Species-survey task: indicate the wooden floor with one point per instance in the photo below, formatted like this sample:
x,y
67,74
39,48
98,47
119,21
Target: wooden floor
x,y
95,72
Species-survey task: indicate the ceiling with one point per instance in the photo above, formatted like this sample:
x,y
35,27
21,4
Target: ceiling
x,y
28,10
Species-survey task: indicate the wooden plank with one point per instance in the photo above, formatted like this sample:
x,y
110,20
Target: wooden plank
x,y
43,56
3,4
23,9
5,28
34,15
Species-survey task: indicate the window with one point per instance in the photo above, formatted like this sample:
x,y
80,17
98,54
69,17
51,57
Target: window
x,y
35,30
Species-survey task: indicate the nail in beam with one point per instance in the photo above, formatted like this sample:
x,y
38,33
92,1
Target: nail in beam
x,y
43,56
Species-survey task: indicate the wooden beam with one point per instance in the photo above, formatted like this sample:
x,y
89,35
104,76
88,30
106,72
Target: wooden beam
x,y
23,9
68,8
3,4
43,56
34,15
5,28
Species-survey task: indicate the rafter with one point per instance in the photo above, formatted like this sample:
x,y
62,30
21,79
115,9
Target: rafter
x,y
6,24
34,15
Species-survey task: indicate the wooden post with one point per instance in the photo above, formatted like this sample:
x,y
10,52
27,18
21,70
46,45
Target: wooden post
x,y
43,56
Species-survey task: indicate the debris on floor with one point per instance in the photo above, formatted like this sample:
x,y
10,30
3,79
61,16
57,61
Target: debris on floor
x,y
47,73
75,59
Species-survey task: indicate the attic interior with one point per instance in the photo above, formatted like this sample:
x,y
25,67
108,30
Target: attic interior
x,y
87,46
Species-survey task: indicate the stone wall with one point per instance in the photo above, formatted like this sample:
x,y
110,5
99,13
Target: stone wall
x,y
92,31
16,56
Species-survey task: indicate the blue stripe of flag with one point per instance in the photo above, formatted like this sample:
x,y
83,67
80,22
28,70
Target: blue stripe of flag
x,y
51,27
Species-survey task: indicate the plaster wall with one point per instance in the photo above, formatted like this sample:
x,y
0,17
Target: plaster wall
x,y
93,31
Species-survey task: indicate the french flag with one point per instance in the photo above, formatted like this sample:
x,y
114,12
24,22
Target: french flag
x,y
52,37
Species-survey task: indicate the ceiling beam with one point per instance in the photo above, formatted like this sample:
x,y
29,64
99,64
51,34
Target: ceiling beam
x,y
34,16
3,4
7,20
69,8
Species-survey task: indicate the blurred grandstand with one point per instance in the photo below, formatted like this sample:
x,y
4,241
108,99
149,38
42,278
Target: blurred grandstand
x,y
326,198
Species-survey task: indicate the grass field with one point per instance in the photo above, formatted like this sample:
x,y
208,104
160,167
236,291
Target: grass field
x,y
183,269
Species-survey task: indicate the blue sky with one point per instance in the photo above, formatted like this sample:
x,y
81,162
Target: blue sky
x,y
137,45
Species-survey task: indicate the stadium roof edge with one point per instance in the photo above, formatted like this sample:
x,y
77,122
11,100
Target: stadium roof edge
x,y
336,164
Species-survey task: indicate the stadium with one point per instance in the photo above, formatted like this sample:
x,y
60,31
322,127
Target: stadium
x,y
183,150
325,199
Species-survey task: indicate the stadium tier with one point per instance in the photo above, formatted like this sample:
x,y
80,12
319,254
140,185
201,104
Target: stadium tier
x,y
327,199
* * *
What is being asked:
Copy out all of the records above, putting "mark" in place of "indicate" wherever it appears and keeping everything else the same.

Result below:
Species-survey task: mark the wooden floor with one point per instance in the photo below, formatted like this sample:
x,y
67,74
39,48
98,47
119,21
Target: wooden floor
x,y
95,72
Species-survey task: mark the ceiling with one point per instance in the photo above, formatted like this sample:
x,y
35,27
21,4
Target: ceiling
x,y
28,10
Species-survey task: mark the wooden plank with one point per instance in the photo above, formatted like this sample:
x,y
110,20
Target: wooden plank
x,y
43,56
3,4
23,9
5,28
34,15
Species-survey task: mark the window with one point per instance in the photo above, formatted like this sample:
x,y
80,17
98,54
69,17
51,57
Target: window
x,y
35,30
Species-survey task: mark the nail in beam with one point per instance in the photo above, formatted like this sample:
x,y
38,33
92,1
Target: nail in beam
x,y
43,56
Species-survey task: mark the wooden beam with one point per instance in the photo above, formatted like this sample:
x,y
89,35
104,76
88,30
106,72
Target: wooden beam
x,y
23,9
68,8
3,4
43,56
34,15
5,28
Species-survey task: mark the rafter with one point per instance in the photo above, formatted like this sample:
x,y
62,30
21,79
115,9
Target: rafter
x,y
6,24
34,15
Species-survey task: mark the wooden post with one point per instance in the photo above, formatted like this sample:
x,y
10,52
27,18
21,70
46,45
Target: wooden post
x,y
43,56
Species-survey task: mark the debris on floor with one point per instance in the photo above, formatted like this sample:
x,y
10,30
3,79
61,16
57,61
Target: debris on floor
x,y
47,73
75,59
Species-survey task: mark the attic interior with one point per instance in the photo above, formatted like this sample:
x,y
25,67
108,30
Target: attic interior
x,y
87,46
Species-survey task: mark the stone wall with one point per instance in the photo above, formatted like this sample:
x,y
110,5
99,13
Target: stone wall
x,y
92,31
16,56
Species-survey task: mark the blue stripe of flag with one point per instance in the photo above, formatted like this sample:
x,y
83,67
80,22
28,70
Target: blue stripe of flag
x,y
51,27
Species-survey task: mark the plaster wall with one point per instance in the photo above, formatted like this sample:
x,y
0,17
Target: plaster wall
x,y
93,31
Species-survey task: mark the french flag with one point per instance in the photo above, formatted like this sample:
x,y
114,12
24,22
Target: french flag
x,y
52,37
Species-survey task: mark the ceiling beam with one point per instance in the photo above, formatted like this sample:
x,y
29,64
99,64
51,34
Target: ceiling beam
x,y
34,16
3,4
7,20
69,8
Species-survey task: mark the blurred grandstand with one point per instance in the photo below, formatted like this sample:
x,y
4,241
108,99
149,38
42,278
Target: blurred grandstand
x,y
326,198
Species-survey task: mark the grass field with one point per instance in the photo above, formatted like this sample:
x,y
208,104
160,167
236,291
Target: grass field
x,y
183,269
Species-survey task: mark the blue sky with one point per instance in the photo above, formatted like this sample:
x,y
81,162
Target: blue sky
x,y
137,45
Species-survey task: mark the stadium roof edge with one point per instance in the photo above, formatted like this sample:
x,y
77,122
11,100
Target: stadium roof edge
x,y
336,164
Species-survey task: mark the stadium with one point per instance in the photo above, formatted like this sample:
x,y
60,31
322,127
Target: stadium
x,y
183,150
325,199
Species-survey task: mark the stadium tier with one point per instance in the photo above, formatted like this sample:
x,y
80,12
319,254
140,185
201,104
Target: stadium tier
x,y
327,199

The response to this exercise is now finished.